**Work task:**
In the data below, find every line with the string "this" and pull it out.

**Data for review:**
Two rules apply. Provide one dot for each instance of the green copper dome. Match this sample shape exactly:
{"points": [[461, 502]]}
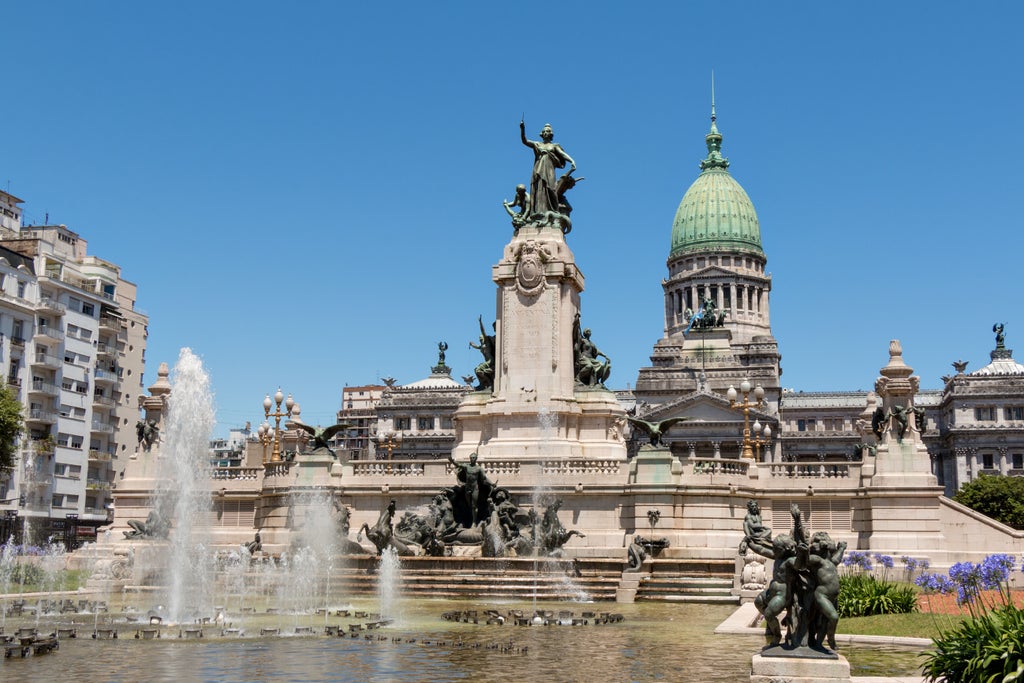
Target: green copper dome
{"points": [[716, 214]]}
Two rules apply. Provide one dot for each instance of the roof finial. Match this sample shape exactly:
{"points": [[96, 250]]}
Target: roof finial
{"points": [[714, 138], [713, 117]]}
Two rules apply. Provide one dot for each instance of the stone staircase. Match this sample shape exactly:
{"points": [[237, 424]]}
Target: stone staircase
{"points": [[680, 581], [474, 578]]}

* * *

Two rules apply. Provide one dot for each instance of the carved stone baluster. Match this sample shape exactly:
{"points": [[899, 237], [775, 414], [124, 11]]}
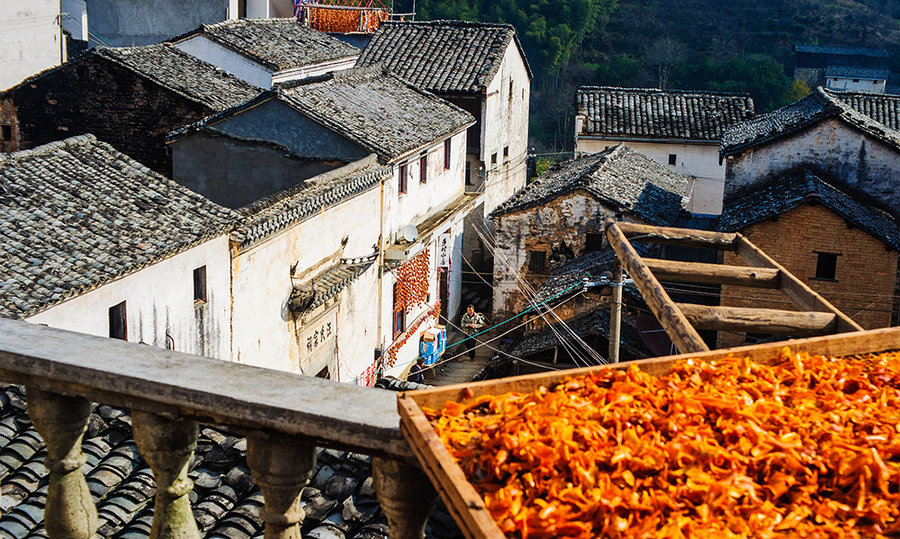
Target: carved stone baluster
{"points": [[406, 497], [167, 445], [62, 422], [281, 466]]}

**Exercise solution:**
Two rules apply. Provide one dot for each instance of the green copper dome. Match this sample shape exactly:
Two rules apply. Provide one dot for each instance of the roof finial. Match this sample shape exactly:
Two rules apply. Provide one dot for each instance of the stone staircase. Match this sample shape exactly:
Two rules apply. Provide one dot for each instance of the carved stone baluster. Match this sample shape exactly:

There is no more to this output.